■ **Extracted material**:
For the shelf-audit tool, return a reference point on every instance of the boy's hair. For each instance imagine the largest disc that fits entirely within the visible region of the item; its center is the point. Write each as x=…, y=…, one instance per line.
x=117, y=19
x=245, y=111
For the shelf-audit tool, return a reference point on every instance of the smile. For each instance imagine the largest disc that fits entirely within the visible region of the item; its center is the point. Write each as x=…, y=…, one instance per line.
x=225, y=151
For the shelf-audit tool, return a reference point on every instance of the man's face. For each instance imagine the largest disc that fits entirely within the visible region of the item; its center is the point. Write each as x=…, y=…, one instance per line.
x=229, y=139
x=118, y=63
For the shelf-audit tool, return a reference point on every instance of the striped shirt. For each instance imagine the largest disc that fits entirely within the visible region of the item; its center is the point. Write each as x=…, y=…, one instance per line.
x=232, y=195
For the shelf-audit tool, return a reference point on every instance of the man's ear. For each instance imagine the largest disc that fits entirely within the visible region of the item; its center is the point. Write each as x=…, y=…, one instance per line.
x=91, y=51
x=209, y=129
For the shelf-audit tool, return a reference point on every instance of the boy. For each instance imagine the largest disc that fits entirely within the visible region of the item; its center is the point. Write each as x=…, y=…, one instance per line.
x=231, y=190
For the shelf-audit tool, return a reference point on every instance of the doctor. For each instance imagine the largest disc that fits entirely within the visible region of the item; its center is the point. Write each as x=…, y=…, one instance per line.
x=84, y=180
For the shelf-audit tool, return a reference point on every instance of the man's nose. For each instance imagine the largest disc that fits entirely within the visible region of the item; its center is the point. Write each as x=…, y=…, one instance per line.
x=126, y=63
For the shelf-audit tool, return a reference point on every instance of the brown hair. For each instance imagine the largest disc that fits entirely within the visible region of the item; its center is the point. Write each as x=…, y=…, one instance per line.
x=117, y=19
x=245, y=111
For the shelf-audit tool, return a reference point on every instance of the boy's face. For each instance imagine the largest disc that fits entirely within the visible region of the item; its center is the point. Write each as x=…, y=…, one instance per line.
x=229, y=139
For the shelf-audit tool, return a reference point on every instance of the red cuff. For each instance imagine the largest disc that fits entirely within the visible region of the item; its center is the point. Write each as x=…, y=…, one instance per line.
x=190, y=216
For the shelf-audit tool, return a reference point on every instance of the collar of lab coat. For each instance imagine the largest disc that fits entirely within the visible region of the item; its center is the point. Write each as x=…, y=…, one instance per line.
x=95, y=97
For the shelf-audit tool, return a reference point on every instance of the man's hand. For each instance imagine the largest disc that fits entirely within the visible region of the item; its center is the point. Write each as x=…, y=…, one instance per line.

■ **Instruction**: Rewrite all of the records above, replacing every occurrence of "shelf-audit tool" with "stock-check tool" and leaving everything else unchanged.

■ **Worked answer**:
For the stock-check tool, return a reference point on every instance of the boy's hair. For each instance imagine the largest disc that fits entirely within the visible region of the item; its center is the point. Write each as x=…, y=…, one instance per line.
x=117, y=19
x=245, y=111
For the stock-check tool, return a reference point on every instance of the smile. For each instance imagine the largest disc that fits entirely within the visible region of the item; its center is the point. Write each as x=…, y=…, one instance per line.
x=225, y=151
For the stock-check tool, return a reference point on every instance of the man's face. For each instance imagine the largest disc that fits entirely within the visible region of the item; its center is the point. Write each as x=…, y=…, one instance per line.
x=229, y=139
x=118, y=63
For the stock-check tool, return a reference point on every instance of the striped shirt. For each instance imagine the largest disc that fits entirely within the visible region of the item; its center is the point. Write each as x=…, y=…, one instance per line.
x=232, y=195
For the stock-check tool, return a reference point on every instance of the man's ear. For each instance imagine the largest disc that fits entirely within the visible region of the item; its center is the point. Write each as x=…, y=…, one instance per line.
x=91, y=51
x=209, y=129
For the stock-check tool, return a reference point on every instance of the boy. For each instance imagine the largest disc that fits entirely within the visible region of the item; its center is the point. Write each as x=…, y=…, one instance per line.
x=231, y=190
For the stock-check tool, return a reference point on every instance of the doctor. For each instance imagine the largest disc that fits entirely within the visible region of the item; its center is the point. Write each as x=…, y=…, one instance per line.
x=84, y=180
For the stock-check tool, return a reference point on every instance of the man's nose. For each instance imagine the largest disc that fits entirely within the visible region of the item; its center is the point. Write each as x=…, y=…, one instance per line.
x=126, y=63
For the stock-check tool, return a reference point on every instance of the brown hair. For each instance imagine the largest disc that fits entirely within the visible region of the item; its center is the point. Write each as x=…, y=…, one instance per line.
x=117, y=19
x=245, y=111
For the stock-check tool, return a reference point on every instance of the boy's face. For each instance imagine the largest disc that fits entirely within the visible region of the item; its center is the point. Write each as x=…, y=…, one instance per line.
x=229, y=139
For the stock-check tool, return a reference point on every instance of the red cuff. For each instance imagine the largest disc that fits entirely within the visible region of the item; its center is the point. Write each as x=…, y=…, one instance per line.
x=190, y=216
For the stock-check tool, return a reference point on every instance of the collar of lab coat. For each instance imagine the largest disc that fits entirely within the visible region of the item; its center is the point. Write each as x=…, y=…, one instance per line.
x=95, y=97
For the stock-check tool, return a reference point on every instance of the man's hand. For each instance imagine the largest disc that fits entirely within the visible region of the item; its center is the point. Write each as x=…, y=…, one instance per line.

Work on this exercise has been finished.